This is discussion archived from a time before the current discussion method was installed.
Cidolfas: Not sure about the It Was a Dark and Stormy Night example. Did anyone ever think that this was in widespread use? My understanding is that a single author became moderately famous for very bad writing, and his example was seized upon to represent it. Does every trope necessarily indicate widespread use, and if it wasn't in widespread use it's automatically a Dead Unicorn Trope?
Captain Chops: Removed
- Anchovies (a Stock "Yuck!") as the standard pizza topping.
Though they may be nonexistent in some locales, anchovies on pizza are moderately common.
Ojuice5001: Hi, I'm the one that wrote the "white wedding dress, only for virgins" example, and I suppose my reason for thinking the custom must not have ever been taken seriously was just that it makes so little sense. After all, it obviously makes sense only in a culture that takes the ideal of the virgin bride seriously. But these cultures are precisely the ones where a non-virgin bride would never advertise this fact by wearing a non-white wedding dress, and no one would expect her to. So okay, I can accept the custom was taken seriously, but surely in the sense that all brides wore white even when they weren't virgins (probably even when their non-virginity was a matter of common knowledge). So the custom's theory is that the white dress signals virginity, but of course it was a useless signal in practices. Especially if, as seems likely, the majority of brides weren't virgins and still wore white.
But yes, I see now that the custom probably was taken seriously no matter how easy it is to spot the flaws in its logic. I was just forgetting how illogical many traditions are. And hey, it's a custom that seems to depend on most brides actually being virgins, so surely it makes sense that someone would confuse it with a Dead Unicorn Trope for that reason.
- arromdee: It's not as illogical as it seems, because anyone who is divorced and has a second wedding would obviously not want to wear a white dress.
Blork: Removed this example
- To a certain extent, the Evil Chancellor trope might qualify, as while Haman in the Purim story is a fairly ancient example, and some works of Persian literature do use the trope, it isn't found in the Arabian Nights, the work its most associated with. Counts as an example of Lost in Imitation as well, but deserves mention here given Terry Pratchett's frequent jokes about viziers being Always Chaotic Evil.

**List of tasks**.
(1) In two sentences, what does the archived trope discussion cover?
(2) Continue the archived trope discussion from its final post.

**Data excerpt**.
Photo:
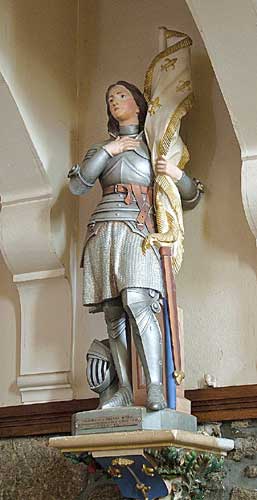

**Answers to the tasks**.
(1) Contributors challenge or remove examples of the Dead Unicorn Trope: It Was a Dark and Stormy Night, anchovies as the standard pizza topping (removed because anchovies on pizza are moderately common), and the Evil Chancellor. Ojuice5001 says the white-wedding-dress-for-virgins example came from the custom seeming illogical but accepts it was probably taken seriously, and arromdee answers that a divorced person having a second wedding would not want to wear white.

(2)
Because as mentioned in the description there are stories that play it straight - the Evil Chancellor page has quite a large list of them. If the claim about the Arabian Nights is true (I've never read it so I don't know if it uses this trope, but then again I've never heard the trope strongly associated with it either) then it might count as Common Knowledge.
LO Rd: Removed my Who Wants to Live Forever? example, because as pointed out
- It wasn't a trope that got inverted, because it probably was never a trope as in the plot of a story, but it was something people wanted in real life... it was half the point of alchemy, for a start, and those legends of the Fountain of Youth existed before people started writing stories in which someone finds it and it doesn't work out. This is kind of like how we rarely see it played straight that money makes someone happy. We don't need it because we can understand why someone wants to be rich without it.
it's not really an example.
arromdee: How is Aliens Steal Cattle one of these? It isn't real in the sense that there aren't aliens stealing cattle in the real world, but as a trope, it's certainly real, i.e. there really is fiction where aliens steal cattle.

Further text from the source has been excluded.